#### [Written exercise]
Restate the records in their entirety, word for word.

[Items from a data source]
%%

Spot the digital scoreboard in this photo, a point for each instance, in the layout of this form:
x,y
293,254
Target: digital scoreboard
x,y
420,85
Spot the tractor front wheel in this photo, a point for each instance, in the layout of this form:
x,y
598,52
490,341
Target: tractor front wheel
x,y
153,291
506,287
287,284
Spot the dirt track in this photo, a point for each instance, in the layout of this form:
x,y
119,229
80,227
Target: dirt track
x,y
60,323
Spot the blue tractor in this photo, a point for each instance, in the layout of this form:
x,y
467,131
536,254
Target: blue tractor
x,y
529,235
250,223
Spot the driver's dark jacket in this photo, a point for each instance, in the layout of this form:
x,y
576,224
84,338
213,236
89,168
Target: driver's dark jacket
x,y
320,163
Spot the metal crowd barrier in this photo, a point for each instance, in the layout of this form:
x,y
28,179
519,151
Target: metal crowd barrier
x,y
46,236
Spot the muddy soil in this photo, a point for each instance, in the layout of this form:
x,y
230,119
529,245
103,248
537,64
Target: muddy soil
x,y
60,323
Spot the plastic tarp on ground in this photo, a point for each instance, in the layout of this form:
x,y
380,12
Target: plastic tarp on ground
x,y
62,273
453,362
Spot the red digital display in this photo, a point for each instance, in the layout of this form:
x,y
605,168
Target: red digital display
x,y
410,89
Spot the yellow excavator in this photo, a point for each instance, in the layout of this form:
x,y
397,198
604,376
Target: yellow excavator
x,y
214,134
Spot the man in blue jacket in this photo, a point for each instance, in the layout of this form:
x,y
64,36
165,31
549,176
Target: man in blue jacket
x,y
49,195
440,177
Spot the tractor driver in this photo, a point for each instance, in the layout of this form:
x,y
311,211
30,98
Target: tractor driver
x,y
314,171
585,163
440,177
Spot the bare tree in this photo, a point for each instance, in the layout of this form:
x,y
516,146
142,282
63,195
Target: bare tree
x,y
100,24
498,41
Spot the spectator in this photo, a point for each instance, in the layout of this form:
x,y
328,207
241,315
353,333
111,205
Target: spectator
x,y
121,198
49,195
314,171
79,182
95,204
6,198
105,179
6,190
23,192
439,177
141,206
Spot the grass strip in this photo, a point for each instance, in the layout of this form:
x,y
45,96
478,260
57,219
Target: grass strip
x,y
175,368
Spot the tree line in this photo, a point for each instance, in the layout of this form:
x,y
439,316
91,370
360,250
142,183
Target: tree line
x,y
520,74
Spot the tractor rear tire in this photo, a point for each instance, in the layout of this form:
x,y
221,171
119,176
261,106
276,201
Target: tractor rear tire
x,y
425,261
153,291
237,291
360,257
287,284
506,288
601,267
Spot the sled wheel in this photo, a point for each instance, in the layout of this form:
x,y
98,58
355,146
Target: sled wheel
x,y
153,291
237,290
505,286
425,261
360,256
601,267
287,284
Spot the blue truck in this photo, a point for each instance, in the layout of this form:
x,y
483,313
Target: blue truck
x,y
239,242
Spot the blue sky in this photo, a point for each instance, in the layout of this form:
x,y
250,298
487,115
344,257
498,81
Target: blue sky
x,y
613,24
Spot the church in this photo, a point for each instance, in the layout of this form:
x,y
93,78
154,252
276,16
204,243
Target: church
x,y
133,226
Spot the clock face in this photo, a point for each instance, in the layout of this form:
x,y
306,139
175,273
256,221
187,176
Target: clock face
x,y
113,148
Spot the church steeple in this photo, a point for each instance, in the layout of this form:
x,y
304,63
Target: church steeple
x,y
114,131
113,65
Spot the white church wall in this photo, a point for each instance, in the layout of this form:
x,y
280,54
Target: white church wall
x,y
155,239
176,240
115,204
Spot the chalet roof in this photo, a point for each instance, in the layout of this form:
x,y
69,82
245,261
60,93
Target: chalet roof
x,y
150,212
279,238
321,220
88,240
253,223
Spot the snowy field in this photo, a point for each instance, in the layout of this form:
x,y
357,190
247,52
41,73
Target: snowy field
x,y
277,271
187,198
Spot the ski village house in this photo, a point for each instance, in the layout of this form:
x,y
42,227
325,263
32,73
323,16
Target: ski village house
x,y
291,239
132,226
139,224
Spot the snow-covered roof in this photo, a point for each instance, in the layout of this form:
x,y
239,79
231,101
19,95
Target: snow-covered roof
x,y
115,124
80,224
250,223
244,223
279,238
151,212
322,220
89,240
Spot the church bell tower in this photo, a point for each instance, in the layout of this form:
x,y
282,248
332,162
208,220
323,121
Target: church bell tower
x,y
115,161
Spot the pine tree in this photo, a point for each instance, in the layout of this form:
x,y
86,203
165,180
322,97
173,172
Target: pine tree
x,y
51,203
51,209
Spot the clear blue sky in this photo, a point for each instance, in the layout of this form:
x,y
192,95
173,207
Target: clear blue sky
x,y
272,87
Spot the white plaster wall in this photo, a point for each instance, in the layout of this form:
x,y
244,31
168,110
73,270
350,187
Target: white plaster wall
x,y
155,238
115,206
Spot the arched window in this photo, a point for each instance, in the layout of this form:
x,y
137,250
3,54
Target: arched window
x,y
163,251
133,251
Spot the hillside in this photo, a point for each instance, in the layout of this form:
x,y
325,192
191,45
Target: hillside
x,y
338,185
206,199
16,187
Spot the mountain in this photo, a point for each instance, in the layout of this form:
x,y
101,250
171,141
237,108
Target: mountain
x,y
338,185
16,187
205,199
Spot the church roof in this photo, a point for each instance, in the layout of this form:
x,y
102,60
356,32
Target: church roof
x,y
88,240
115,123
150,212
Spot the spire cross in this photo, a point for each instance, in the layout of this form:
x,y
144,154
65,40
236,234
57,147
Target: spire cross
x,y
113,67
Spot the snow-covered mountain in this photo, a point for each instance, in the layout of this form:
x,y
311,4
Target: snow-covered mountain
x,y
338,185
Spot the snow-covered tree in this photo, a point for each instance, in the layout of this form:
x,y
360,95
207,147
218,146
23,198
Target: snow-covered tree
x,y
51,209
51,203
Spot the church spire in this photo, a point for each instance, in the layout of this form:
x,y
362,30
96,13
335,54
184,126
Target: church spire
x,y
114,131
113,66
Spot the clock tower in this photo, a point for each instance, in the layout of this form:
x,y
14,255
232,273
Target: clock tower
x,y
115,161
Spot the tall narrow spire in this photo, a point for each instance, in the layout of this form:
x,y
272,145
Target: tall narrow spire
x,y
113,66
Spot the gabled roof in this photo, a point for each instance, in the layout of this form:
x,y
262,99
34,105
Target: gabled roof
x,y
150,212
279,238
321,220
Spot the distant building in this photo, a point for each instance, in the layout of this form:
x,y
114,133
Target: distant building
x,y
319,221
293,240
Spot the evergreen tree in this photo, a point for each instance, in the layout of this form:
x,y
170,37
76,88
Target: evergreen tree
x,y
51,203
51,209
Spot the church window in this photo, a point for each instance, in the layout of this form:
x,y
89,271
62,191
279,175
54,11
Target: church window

%%

#### [Written answer]
Spot the digital scoreboard in this photo, a point for each instance, in the layout of this form:
x,y
293,254
Target: digital scoreboard
x,y
420,85
Spot the tractor front wheel in this photo, a point for each instance, in the layout of this form:
x,y
598,52
490,341
Target: tractor front wheel
x,y
153,291
506,287
287,284
Spot the dirt track in this photo, a point for each instance, in the layout of this form:
x,y
119,229
80,227
Target: dirt track
x,y
60,323
Spot the blue tractor in this photo, a point for each instance, in the layout of this form:
x,y
467,131
536,254
Target: blue tractor
x,y
529,235
250,223
Spot the driver's dark jacket in this photo, a point for each instance, in the layout of this form:
x,y
576,224
84,338
213,236
89,168
Target: driver's dark jacket
x,y
320,163
Spot the metal crowd barrier in this photo, a point for each instance, in the layout of this form:
x,y
28,179
519,151
Target: metal crowd barrier
x,y
46,236
Spot the muddy soil in this photo, a point for each instance, in the layout of this form:
x,y
230,119
529,245
103,248
537,64
Target: muddy soil
x,y
60,323
Spot the plastic tarp on ground in this photo, a point for each instance, in the layout of this form:
x,y
380,12
Target: plastic tarp on ground
x,y
62,273
453,362
Spot the red digital display in this photo, a point for each instance, in the layout of this form:
x,y
605,168
Target: red digital display
x,y
410,89
Spot the yellow excavator in this photo, a point for each instance, in the layout of this form:
x,y
397,198
604,376
Target: yellow excavator
x,y
214,134
Spot the man in blue jacket in this photo, a point for each instance, in the layout of this form:
x,y
64,36
165,31
549,176
Target: man in blue jacket
x,y
49,195
440,177
Spot the tractor driver in this photo, a point for each instance, in the layout of this form:
x,y
311,211
30,98
Target: tractor driver
x,y
314,171
585,163
440,177
Spot the bare tree in this photo, a point for each instance, in the layout of this form:
x,y
516,146
142,282
63,195
Target: bare tree
x,y
100,24
498,41
Spot the spectator in this photo, a point for each instance, in the layout of this form:
x,y
328,207
241,315
353,333
111,205
Target: spectator
x,y
121,198
49,195
314,171
79,182
95,204
6,198
105,179
6,190
23,192
439,177
141,206
Spot the grass strip in this photo, a point for each instance, in the layout of this form:
x,y
45,96
478,260
57,219
Target: grass strip
x,y
175,368
Spot the tree line in this photo, a point for each instance, in the layout of this form:
x,y
439,316
91,370
360,250
142,183
Target: tree line
x,y
520,74
Spot the tractor rear tire in this photo, a point for each instance, in the layout of this form:
x,y
221,171
119,176
261,106
276,201
Target: tractor rear tire
x,y
425,261
153,291
237,291
360,257
287,284
506,288
601,267
Spot the sled wheel in this photo, a point for each instance, in the layout of this form:
x,y
98,58
355,146
Target: sled wheel
x,y
153,291
237,290
505,286
425,261
360,256
601,267
287,284
Spot the blue truck in this photo, a point for each instance, in the layout of this form:
x,y
483,313
Target: blue truck
x,y
239,242
Spot the blue sky in this photo, a point for each instance, in the layout of this form:
x,y
250,298
487,115
344,257
498,81
Target: blue sky
x,y
613,24
Spot the church in this photo, a point for each instance, in the layout of this form:
x,y
93,78
154,252
276,16
204,243
Target: church
x,y
133,226
Spot the clock face in this photo, a point for each instance, in the layout of this form:
x,y
306,139
175,273
256,221
187,176
Target: clock face
x,y
113,148
Spot the church steeple in this photo, a point for each instance, in the layout of this form:
x,y
304,63
Target: church steeple
x,y
114,131
113,65
Spot the white church wall in this photo, a point for each instance, in the layout of this form:
x,y
280,54
Target: white church wall
x,y
155,239
176,240
115,204
Spot the chalet roof in this photo, a point for each instance, in the layout of this form:
x,y
69,82
245,261
60,93
Target: chalet roof
x,y
150,212
279,238
321,220
88,240
253,223
Spot the snowy field in this photo, a point for each instance, in the layout of this form:
x,y
357,190
247,52
41,73
Target: snowy field
x,y
277,271
187,198
Spot the ski village house in this photo, a point for each instance, in the layout of this form:
x,y
42,227
325,263
32,73
323,16
Target: ski village house
x,y
291,239
132,226
139,224
Spot the snow-covered roof in this photo, a point for each instance, in the layout of this form:
x,y
239,79
231,101
19,95
Target: snow-covered roof
x,y
115,124
80,224
250,223
244,223
279,238
151,212
322,220
89,240
Spot the church bell tower in this photo, a point for each instance, in the layout of this form:
x,y
282,248
332,162
208,220
323,121
Target: church bell tower
x,y
115,161
Spot the pine tree in this photo, a point for each instance, in the layout of this form:
x,y
86,203
165,180
322,97
173,172
Target: pine tree
x,y
51,203
51,209
Spot the clear blue sky in this photo, a point for each instance, in the layout of this form:
x,y
192,95
173,207
Target: clear blue sky
x,y
272,87
Spot the white plaster wall in this photo, a point for each instance, in the layout of this form:
x,y
244,31
168,110
73,270
350,187
Target: white plaster wall
x,y
155,238
115,206
Spot the arched window in this photo, a point for each instance, in the layout of this form:
x,y
137,250
3,54
Target: arched window
x,y
163,251
133,251
Spot the hillside in this photo, a point for each instance, in the layout of this form:
x,y
325,192
191,45
Target: hillside
x,y
338,185
206,199
16,187
Spot the mountain in this photo, a point for each instance, in the layout of this form:
x,y
101,250
171,141
237,108
Target: mountain
x,y
338,185
16,187
205,199
Spot the church roof in this photo, a point for each instance, in the layout of this form:
x,y
102,60
356,32
Target: church roof
x,y
88,240
115,123
150,212
Spot the spire cross in this photo, a point for each instance, in the layout of this form:
x,y
144,154
65,40
236,234
57,147
Target: spire cross
x,y
113,67
Spot the snow-covered mountain in this photo, a point for each instance, in the layout of this form:
x,y
311,4
Target: snow-covered mountain
x,y
338,185
Spot the snow-covered tree in this photo, a point for each instance, in the layout of this form:
x,y
360,95
207,147
218,146
23,198
Target: snow-covered tree
x,y
51,209
51,203
Spot the church spire in this photo, a point for each instance, in the layout of this form:
x,y
362,30
96,13
335,54
184,126
Target: church spire
x,y
114,131
113,66
Spot the clock tower in this photo, a point for each instance, in the layout of this form:
x,y
14,255
232,273
Target: clock tower
x,y
115,161
Spot the tall narrow spire in this photo, a point for each instance, in the layout of this form:
x,y
272,145
Target: tall narrow spire
x,y
113,66
Spot the gabled roof in this photo, a point for each instance, in the layout of this form:
x,y
262,99
34,105
Target: gabled roof
x,y
150,212
279,238
321,220
Spot the distant building in this photo, a point for each instance, in the layout of this form:
x,y
114,133
Target: distant building
x,y
319,221
293,240
Spot the evergreen tree in this photo, a point for each instance, in the layout of this form:
x,y
170,37
76,88
Target: evergreen tree
x,y
51,203
51,209
Spot the church window in this photo, a point for each instance, in the layout of this form:
x,y
89,271
62,191
279,175
54,11
Target: church window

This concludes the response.